Work request: Extend the forum thread below about adding support for non-rectangular 2D lattices, picking up after its final comment.

Reading passage:

Closed CCherqui closed 6 years ago

CCherqui commented 6 years ago

So I've been working up to doing a triangular lattice of Ag nanodisks, when I built the lattice and tried it I got error: non-rectangular 2D lattices not yet supported (aborting).

Is there a timeline for this feature to be implemented?

HomerReid commented 6 years ago

No, at the moment there are several other things taking precedence over this, and you're the first person to ask for it, so I can't consider it a high priority---especially in the absence of any evidence that it will be particularly useful, or allow studies of systems that couldn't be done with other methods, or lead to high-impact publications, or otherwise justify the considerable expenditure of time it would require to implement.

But if you can furnish such evidence and would be willing to help with testing, let me know!

CCherqui commented 6 years ago

I can provide a lot of evidence, it's a very hot topic here at Northwestern and the entire reason I've been devoting so much time to understanding this wonderful code you've written. Also, I would be happy to help in any way I can. I've been using another BEM electrodynamics solver and what you've written is much faster.

Information given:
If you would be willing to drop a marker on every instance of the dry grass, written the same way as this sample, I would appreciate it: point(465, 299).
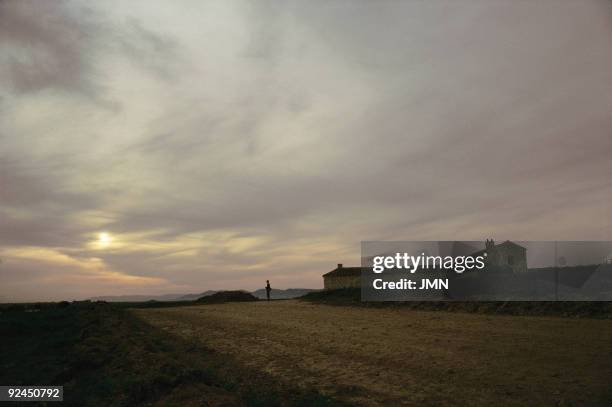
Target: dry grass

* * *

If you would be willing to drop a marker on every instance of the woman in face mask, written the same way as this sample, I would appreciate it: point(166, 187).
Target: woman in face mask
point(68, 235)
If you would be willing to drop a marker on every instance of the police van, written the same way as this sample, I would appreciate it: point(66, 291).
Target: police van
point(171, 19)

==

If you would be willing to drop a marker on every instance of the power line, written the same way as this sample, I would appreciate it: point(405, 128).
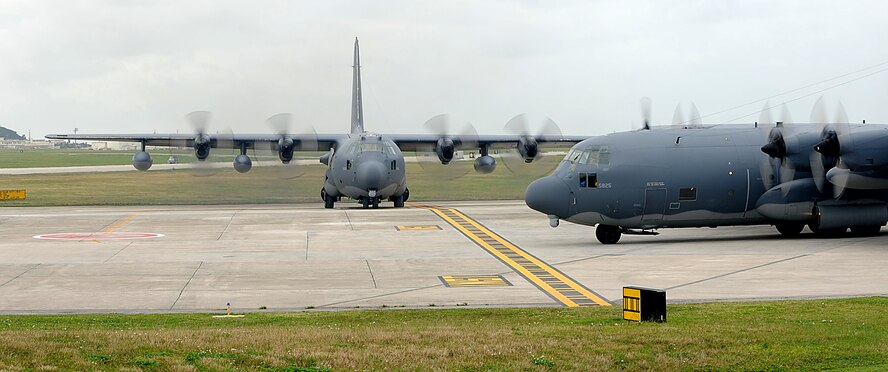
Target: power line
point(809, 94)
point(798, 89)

Output of the task:
Should I post such evidence in this issue thread or send a private message?

HomerReid commented 6 years ago

Sure, please describe what you have in mind. As a warmup for the case of non-rectangular lattices, is there any interesting calculation that can be done for rectangular lattices, or non-periodic geometries describing finite supercells of non-rectangular lattices? Note that, for something like Ag nanodiscs, it should be possible to do calculations involving thousands of unit cells, as in this example. Before discussing the possibility of adding new features it would be good to understand what can be done with the existing code and exactly why the new feature is required.

CCherqui commented 6 years ago

Yes, that's a good idea. Let me explore these large array examples first and see if this gets me to where I want to be.